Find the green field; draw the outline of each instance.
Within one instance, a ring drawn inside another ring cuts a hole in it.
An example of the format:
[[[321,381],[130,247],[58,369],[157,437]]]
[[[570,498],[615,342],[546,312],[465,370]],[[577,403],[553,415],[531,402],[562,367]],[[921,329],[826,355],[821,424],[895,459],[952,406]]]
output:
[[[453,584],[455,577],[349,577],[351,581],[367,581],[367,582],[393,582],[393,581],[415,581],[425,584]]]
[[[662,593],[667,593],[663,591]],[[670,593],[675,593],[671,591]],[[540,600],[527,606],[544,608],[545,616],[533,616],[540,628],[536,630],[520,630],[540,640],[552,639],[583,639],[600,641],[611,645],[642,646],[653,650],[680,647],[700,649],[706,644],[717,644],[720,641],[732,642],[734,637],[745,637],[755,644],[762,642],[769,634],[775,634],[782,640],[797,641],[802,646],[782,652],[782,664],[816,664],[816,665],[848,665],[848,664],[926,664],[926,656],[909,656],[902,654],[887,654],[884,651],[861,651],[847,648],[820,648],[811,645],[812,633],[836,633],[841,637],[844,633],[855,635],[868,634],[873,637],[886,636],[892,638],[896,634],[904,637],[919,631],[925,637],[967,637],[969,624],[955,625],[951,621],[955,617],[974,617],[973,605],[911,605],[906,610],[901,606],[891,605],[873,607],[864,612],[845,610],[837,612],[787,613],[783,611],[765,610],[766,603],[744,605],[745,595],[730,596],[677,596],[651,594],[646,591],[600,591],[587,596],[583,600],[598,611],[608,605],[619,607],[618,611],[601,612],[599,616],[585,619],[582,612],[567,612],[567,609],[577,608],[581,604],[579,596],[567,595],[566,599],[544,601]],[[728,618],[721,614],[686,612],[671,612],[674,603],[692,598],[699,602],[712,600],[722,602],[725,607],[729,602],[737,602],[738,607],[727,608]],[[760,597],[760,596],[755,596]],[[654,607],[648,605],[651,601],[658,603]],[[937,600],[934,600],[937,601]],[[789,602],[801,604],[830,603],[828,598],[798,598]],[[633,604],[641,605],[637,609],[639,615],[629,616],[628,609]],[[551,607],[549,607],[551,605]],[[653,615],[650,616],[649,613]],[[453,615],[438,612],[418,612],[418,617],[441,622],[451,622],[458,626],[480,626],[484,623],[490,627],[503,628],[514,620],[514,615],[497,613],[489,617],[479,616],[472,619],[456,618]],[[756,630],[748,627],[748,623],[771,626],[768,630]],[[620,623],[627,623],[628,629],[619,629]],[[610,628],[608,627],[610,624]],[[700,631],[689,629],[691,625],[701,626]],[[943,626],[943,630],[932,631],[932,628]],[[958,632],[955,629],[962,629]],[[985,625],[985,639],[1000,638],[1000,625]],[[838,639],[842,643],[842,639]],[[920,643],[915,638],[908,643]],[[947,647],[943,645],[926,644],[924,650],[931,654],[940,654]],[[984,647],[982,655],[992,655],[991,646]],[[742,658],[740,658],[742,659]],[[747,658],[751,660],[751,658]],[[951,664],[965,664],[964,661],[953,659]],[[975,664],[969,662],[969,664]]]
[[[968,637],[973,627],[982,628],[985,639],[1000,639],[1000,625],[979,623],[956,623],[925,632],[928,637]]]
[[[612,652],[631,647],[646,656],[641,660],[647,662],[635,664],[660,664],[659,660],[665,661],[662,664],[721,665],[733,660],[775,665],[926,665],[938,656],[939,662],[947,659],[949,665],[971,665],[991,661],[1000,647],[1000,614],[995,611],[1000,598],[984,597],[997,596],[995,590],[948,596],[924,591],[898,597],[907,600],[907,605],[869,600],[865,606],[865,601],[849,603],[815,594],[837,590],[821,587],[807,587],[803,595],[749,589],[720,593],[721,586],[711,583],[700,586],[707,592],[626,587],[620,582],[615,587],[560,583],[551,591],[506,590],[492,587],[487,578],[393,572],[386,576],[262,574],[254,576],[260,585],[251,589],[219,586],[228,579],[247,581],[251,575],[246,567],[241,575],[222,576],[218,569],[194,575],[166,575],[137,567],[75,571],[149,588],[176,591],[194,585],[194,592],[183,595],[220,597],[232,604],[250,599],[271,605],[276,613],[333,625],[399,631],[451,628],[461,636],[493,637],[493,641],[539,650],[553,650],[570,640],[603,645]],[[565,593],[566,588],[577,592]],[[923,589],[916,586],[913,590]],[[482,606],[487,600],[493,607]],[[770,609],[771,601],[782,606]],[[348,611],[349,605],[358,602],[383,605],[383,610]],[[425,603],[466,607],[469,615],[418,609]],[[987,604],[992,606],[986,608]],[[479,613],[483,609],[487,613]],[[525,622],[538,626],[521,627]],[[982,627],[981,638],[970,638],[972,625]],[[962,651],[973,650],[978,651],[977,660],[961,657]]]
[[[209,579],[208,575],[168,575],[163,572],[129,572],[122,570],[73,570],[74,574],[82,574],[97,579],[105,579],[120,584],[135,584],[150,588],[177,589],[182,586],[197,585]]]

Task item >>
Using the records above, list each line that includes "instance".

Reply to the task >>
Find the green field; draw the outline of each instance.
Within one instance, a ring drawn inside another ring cuts a hole in it.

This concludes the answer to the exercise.